- ACTIVITY
Copy every entry exactly, but skip the pictures.

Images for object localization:

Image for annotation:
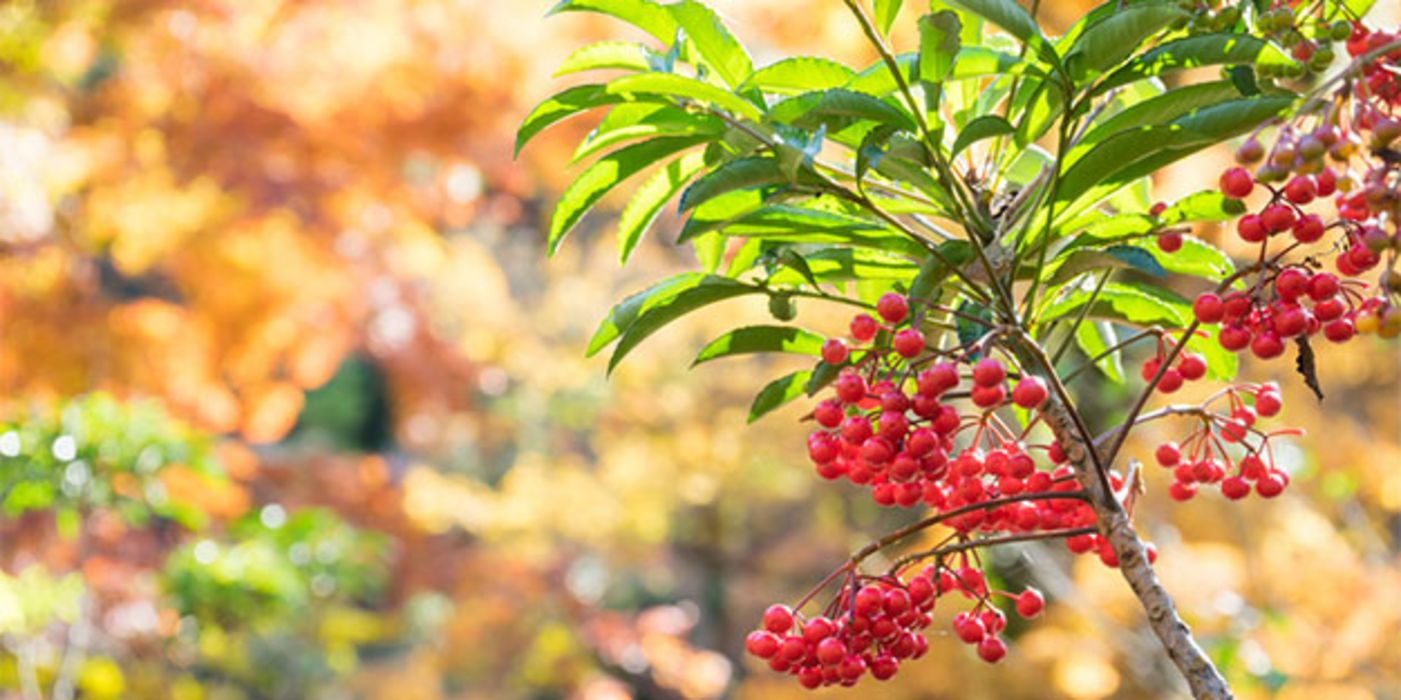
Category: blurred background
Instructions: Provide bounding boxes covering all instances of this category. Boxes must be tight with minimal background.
[0,1,1398,698]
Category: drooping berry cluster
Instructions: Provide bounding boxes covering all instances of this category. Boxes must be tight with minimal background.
[1186,20,1401,348]
[1151,383,1296,501]
[746,562,1046,688]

- SOLVED EXERCISE
Image for annotation:
Category: blurred background
Instructions: Provide bounding boxes covering all instances of this category. Boxes must be tight with minimal background.
[0,1,1398,698]
Category: drooping berry cluster
Instructions: Provide bounding boxes covering all instances of this category. Boxes must be tight with minimal background.
[1186,20,1401,348]
[1151,383,1296,501]
[746,562,1046,688]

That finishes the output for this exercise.